- **EXTRACTED TEXT**:
· · ·

# Detecting disk failure on cpqarray

## Spiffster

Hello all,

I have an old Compaq proliant DL-360 with two 36GB, 10kRPM disks mirrored on a Symbios Logic 53C1510 hardware raid controller. The raid system works fine (uses the cpqarray driver, vanilla 2.6.20.1 kernel), but I am looking for a way to monitor the status of the individual disks, in order to be notified if a disk crashes. I have been searching high and low for something useful, but so far have not been able to find anything that appears useful. Any suggestions??

I don't think i can use S.M.A.R.T., since the disks are not presented individually, but only through the raid device.

With the cpqarray driver, my root partition is as follows:

/dev/ida/c0d0p1 on / type reiserfs (rw,usrquota)

The controller is:

0000:00:01.0 RAID bus controller: LSI Logic / Symbios Logic 53C1510 (rev 02)

----------

## killfire

This may be a very stupid way to test it, but if you have only one hard drive connected, does anything show up in the cpqarray info in the kernel messages or lspci? I know that doesn't help, but it is a possible way to start sniffing around... also, have you tried messaging the people who mantain cpqarray? these people on sourceforge: Project Admins: cmaupin, compaqadm, jcagle, mhaselden, murthysaripalli, smcameron...

· · ·

- **RECORDED INFORMATION**:
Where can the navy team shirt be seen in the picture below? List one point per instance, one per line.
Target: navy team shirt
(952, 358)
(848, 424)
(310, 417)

· · ·

- **EXERCISE PROMPT**:
Which project admins on sourceforge does the cpqarray disk failure thread name? The records were taken from a different source than the text.

- **SOLUTION TO THE EXERCISE**:
cmaupin, compaqadm, jcagle, mhaselden, murthysaripalli, smcameron